### DIRECTION
Please extract the passage of the KVM patch email that begins at the words "Re: [PATCH v8" and stops after the words "cost is expensive.", copying it word for word.

— Start TEXT BLOCK —

Re: [PATCH v8 042/103] KVM: x86/mmu: Add a private pointer to struct kvm_mmu_page

Yuan Yao <yuan.yao@xxxxxxxxxxxxxxx> · Thu, 1 Sep 2022 16:59:54 +0800

On Sun, Aug 07, 2022 at 03:01:27PM -0700, isaku.yamahata@xxxxxxxxx wrote:
> From: Isaku Yamahata <isaku.yamahata@xxxxxxxxx>
>
> For private GPA, CPU refers a private page table whose contents are
> encrypted.  The dedicated APIs to operate on it (e.g. updating/reading its
> PTE entry) are used and their cost is expensive.
>
> When KVM resolves KVM page fault, it walks the page tables.  To reuse the
> existing KVM MMU code and mitigate the heavy cost to directly walk
> protected (encrypted) page table, allocate one more page to copy the
> protected page table for KVM MMU code to directly walk.  Resolve KVM page
> fault with the existing code, and do additional operations necessary for
> the protected page table.  To distinguish such cases, the existing KVM page
> table is called a shared page table (i.e. not associated with protected
> page table), and the page table with protected page table is called a
> private page table.  The relationship is depicted below.
>
> Add a private pointer to struct kvm_mmu_page for protected page table and
> add helper functions to allocate/initialize/free a protected page table
> page.
>
>               KVM page fault                     |
>                      |                           |
>                      V                           |
>         -------------+----------                 |
>         |                      |                 |
>         V                      V                 |
>      shared GPA           private GPA            |
>         |                      |                 |
>         V                      V                 |
>     shared PT root      private PT root          |    protected PT root
>         |                      |                 |           |
>         V                      V                 |           V
>      shared PT            private PT ----propagate----> protected PT
>         |                      |                 |           |
>         |                      \-----------------+------\    |
>         |                                        |      |    |
>         V                                        |      V    V
>   shared guest page                              |    private guest page
>                                                  |
>                            non-encrypted memory  |    encrypted memory
>                                                  |
> PT: page table
> - Shared PT is visible to KVM and it is used by CPU.
> - Protected PT is used by CPU but it is invisible to KVM.

— End TEXT BLOCK —
— Start EXTRACTED MATERIAL —

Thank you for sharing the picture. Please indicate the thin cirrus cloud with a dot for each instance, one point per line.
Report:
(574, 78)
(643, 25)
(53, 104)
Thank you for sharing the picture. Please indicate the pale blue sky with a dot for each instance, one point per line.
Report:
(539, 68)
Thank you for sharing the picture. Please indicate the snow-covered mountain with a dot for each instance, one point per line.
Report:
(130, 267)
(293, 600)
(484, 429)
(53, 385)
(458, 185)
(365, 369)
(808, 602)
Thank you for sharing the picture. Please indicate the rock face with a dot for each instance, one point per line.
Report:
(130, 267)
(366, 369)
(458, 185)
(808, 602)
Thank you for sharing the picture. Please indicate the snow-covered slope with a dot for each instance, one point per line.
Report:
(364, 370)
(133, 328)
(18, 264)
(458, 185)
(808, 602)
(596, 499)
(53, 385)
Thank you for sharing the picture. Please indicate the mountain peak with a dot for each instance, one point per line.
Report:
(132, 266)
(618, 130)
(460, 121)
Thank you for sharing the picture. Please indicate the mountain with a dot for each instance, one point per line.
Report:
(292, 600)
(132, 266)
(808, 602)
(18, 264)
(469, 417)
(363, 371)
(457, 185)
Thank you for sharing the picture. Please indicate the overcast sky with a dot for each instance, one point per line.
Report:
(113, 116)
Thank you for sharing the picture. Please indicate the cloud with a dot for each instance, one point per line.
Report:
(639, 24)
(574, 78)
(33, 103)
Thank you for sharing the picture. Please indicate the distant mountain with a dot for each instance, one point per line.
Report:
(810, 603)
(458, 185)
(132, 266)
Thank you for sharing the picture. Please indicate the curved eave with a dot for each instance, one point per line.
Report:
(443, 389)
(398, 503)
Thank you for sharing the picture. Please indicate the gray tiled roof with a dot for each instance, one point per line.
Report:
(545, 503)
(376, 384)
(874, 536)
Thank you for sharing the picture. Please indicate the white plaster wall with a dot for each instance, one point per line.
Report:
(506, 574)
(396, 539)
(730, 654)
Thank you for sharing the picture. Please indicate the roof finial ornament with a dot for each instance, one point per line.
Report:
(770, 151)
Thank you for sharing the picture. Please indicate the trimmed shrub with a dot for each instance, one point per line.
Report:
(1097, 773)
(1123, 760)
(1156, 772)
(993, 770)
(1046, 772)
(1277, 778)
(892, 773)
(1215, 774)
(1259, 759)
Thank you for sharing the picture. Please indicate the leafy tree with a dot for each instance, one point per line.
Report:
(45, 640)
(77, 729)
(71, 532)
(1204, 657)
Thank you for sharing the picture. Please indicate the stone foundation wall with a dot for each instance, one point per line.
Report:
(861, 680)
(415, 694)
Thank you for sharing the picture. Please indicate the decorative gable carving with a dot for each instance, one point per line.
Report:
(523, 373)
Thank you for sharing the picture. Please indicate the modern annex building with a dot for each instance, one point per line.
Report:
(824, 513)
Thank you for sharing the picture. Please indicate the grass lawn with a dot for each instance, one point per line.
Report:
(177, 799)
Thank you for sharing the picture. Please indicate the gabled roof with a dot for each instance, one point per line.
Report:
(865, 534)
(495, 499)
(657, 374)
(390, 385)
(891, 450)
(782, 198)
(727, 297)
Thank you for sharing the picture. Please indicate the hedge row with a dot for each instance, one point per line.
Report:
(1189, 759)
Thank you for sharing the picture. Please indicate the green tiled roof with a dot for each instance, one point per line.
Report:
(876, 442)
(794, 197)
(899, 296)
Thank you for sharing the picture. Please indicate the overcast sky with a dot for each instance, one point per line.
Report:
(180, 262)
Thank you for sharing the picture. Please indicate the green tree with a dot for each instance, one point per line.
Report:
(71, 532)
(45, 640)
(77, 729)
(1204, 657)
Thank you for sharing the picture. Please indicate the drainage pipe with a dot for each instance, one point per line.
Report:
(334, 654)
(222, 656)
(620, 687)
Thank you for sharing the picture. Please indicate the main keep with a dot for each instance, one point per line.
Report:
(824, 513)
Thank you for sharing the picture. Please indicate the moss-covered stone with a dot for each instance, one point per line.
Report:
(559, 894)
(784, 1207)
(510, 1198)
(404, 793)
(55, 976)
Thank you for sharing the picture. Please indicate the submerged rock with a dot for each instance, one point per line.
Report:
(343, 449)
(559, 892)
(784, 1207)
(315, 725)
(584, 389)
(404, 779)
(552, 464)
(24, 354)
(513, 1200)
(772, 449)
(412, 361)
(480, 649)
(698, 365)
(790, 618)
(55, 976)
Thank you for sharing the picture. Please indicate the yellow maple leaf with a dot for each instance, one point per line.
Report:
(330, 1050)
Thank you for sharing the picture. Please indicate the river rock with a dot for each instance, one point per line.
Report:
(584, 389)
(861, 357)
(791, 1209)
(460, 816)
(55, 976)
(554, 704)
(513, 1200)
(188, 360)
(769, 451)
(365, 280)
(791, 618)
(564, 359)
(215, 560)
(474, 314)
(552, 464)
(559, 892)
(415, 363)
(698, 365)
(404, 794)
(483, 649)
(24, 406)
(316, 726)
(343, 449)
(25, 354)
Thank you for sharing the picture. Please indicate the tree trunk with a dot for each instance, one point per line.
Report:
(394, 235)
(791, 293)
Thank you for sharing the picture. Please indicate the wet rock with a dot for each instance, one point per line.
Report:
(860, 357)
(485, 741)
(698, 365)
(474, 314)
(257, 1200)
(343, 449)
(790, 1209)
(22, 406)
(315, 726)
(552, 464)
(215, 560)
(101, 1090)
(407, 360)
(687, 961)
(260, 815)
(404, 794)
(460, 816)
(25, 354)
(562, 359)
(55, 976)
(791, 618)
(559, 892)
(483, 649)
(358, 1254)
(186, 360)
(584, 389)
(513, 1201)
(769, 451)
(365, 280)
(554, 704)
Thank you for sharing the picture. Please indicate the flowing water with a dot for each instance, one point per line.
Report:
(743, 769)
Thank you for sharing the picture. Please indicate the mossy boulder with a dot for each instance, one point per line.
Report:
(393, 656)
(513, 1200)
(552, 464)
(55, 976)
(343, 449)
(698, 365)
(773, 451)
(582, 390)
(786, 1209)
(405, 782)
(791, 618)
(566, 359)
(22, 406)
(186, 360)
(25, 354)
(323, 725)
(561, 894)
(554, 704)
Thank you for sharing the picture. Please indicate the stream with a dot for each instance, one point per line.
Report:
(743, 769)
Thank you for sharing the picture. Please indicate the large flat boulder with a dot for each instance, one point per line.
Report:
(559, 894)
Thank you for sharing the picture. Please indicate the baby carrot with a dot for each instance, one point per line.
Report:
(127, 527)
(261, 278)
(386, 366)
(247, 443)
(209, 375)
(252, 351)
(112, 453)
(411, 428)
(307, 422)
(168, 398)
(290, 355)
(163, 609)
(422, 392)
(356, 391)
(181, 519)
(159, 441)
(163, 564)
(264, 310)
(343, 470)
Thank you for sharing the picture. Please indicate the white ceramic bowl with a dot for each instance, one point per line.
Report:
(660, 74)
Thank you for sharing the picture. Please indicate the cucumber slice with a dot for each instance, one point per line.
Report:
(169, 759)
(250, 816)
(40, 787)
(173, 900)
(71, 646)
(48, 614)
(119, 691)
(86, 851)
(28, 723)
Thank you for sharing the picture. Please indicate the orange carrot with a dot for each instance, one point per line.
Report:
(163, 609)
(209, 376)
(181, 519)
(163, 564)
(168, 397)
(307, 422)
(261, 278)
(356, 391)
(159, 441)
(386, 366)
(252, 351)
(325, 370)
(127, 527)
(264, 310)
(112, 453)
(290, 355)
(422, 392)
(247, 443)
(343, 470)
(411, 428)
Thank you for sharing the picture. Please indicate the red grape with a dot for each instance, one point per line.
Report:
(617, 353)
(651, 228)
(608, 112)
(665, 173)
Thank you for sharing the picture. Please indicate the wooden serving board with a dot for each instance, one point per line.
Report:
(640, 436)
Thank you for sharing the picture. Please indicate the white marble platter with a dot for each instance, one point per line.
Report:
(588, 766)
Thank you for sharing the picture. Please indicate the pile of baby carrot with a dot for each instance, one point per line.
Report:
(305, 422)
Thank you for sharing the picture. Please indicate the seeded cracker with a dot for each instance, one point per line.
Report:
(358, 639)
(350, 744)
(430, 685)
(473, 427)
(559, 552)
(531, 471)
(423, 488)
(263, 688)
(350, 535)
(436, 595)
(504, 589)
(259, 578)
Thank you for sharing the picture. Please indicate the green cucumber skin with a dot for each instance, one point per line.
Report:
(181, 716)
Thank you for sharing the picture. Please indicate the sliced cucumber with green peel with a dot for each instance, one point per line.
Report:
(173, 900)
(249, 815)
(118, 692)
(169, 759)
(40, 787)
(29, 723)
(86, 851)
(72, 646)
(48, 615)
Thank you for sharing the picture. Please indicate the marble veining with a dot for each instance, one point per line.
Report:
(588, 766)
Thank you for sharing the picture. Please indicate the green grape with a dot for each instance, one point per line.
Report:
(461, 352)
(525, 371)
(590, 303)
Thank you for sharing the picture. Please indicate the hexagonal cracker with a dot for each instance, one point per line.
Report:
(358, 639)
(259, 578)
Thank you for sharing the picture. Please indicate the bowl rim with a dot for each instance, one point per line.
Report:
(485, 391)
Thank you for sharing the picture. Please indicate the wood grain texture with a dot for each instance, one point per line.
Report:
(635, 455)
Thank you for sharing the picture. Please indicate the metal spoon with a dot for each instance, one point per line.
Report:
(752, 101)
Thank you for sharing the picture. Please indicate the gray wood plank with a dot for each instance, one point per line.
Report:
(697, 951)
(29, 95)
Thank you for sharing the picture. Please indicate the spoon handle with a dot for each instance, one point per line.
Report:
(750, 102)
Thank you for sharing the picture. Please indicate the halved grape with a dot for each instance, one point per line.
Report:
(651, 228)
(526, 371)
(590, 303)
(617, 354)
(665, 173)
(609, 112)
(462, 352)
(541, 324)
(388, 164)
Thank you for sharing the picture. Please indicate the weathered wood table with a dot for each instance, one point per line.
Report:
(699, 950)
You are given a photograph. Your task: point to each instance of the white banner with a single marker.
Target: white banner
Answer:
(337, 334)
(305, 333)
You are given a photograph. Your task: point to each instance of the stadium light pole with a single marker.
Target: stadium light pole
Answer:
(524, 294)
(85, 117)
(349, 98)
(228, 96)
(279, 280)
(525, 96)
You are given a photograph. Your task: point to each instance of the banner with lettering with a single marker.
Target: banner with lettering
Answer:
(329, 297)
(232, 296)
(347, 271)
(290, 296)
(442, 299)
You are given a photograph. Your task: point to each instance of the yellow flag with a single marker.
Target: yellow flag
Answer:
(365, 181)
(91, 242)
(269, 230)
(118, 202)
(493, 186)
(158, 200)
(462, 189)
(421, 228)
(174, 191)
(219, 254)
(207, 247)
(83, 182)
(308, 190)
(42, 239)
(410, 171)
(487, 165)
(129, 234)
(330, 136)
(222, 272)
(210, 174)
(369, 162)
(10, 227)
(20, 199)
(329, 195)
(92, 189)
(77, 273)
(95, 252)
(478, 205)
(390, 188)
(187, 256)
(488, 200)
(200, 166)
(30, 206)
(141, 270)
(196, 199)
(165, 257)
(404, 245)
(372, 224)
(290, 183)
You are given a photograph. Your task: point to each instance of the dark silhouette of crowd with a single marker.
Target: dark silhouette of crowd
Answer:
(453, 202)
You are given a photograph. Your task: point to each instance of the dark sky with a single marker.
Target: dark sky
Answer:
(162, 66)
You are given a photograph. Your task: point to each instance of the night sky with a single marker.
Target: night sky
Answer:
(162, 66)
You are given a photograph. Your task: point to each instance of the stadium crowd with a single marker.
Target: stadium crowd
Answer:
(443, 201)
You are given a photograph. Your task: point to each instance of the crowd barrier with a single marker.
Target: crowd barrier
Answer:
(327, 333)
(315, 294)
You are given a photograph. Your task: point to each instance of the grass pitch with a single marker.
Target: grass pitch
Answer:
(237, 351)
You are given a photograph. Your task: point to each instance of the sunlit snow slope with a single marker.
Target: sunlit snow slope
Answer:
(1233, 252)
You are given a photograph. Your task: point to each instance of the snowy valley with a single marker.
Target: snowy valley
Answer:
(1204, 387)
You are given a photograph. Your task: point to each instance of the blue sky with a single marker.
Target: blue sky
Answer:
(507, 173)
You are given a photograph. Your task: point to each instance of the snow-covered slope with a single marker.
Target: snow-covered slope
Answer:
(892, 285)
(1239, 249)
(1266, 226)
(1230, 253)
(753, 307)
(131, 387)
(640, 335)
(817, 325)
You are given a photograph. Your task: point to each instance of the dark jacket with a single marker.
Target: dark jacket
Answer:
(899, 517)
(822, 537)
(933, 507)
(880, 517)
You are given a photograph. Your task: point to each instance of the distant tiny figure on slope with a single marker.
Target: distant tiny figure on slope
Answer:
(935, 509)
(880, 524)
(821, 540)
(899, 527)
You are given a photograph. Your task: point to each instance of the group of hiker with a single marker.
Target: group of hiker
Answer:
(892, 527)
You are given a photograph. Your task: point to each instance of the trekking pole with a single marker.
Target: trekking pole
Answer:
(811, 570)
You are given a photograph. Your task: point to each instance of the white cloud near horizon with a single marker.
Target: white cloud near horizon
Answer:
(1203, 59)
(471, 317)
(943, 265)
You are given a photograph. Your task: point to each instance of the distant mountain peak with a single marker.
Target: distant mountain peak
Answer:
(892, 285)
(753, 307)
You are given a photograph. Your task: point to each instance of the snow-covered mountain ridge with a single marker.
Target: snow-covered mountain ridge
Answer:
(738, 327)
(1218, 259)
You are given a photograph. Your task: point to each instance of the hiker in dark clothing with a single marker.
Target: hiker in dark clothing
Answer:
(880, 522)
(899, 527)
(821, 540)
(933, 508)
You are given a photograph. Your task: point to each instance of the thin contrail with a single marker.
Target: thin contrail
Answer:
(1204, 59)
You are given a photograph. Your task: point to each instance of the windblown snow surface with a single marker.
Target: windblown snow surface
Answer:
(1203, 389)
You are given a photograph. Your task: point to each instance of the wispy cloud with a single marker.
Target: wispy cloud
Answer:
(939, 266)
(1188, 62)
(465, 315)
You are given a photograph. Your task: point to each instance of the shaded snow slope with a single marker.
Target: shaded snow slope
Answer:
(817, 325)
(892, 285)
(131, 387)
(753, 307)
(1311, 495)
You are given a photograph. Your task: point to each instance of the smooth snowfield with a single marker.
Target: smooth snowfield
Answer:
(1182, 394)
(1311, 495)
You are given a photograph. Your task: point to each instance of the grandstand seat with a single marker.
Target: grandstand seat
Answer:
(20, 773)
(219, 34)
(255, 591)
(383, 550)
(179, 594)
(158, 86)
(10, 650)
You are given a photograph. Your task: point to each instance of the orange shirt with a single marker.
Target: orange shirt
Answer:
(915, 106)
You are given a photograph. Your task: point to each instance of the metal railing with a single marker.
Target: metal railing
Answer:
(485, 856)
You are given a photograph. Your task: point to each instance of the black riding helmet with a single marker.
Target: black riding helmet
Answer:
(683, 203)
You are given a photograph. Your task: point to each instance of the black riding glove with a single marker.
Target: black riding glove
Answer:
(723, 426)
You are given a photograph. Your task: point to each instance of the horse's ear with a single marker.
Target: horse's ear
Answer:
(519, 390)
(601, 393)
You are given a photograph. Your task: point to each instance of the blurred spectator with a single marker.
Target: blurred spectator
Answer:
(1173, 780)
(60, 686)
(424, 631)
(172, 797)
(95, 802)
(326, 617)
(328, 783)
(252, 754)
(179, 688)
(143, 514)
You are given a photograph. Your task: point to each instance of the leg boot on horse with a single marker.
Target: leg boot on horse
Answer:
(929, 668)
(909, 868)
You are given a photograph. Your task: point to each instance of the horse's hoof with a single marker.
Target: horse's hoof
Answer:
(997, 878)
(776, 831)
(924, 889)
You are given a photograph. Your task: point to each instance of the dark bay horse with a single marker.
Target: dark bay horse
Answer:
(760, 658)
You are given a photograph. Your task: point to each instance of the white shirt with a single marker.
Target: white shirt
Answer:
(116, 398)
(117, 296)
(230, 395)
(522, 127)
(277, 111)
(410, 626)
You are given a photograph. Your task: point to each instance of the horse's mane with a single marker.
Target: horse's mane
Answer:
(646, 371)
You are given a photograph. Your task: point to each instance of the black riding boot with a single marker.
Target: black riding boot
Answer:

— End EXTRACTED MATERIAL —

### ANSWER FOR THE TASK
Re: [PATCH v8 042/103] KVM: x86/mmu: Add a private pointer to struct kvm_mmu_page

Yuan Yao <yuan.yao@xxxxxxxxxxxxxxx> · Thu, 1 Sep 2022 16:59:54 +0800

On Sun, Aug 07, 2022 at 03:01:27PM -0700, isaku.yamahata@xxxxxxxxx wrote:
> From: Isaku Yamahata <isaku.yamahata@xxxxxxxxx>
>
> For private GPA, CPU refers a private page table whose contents are
> encrypted.  The dedicated APIs to operate on it (e.g. updating/reading its
> PTE entry) are used and their cost is expensive.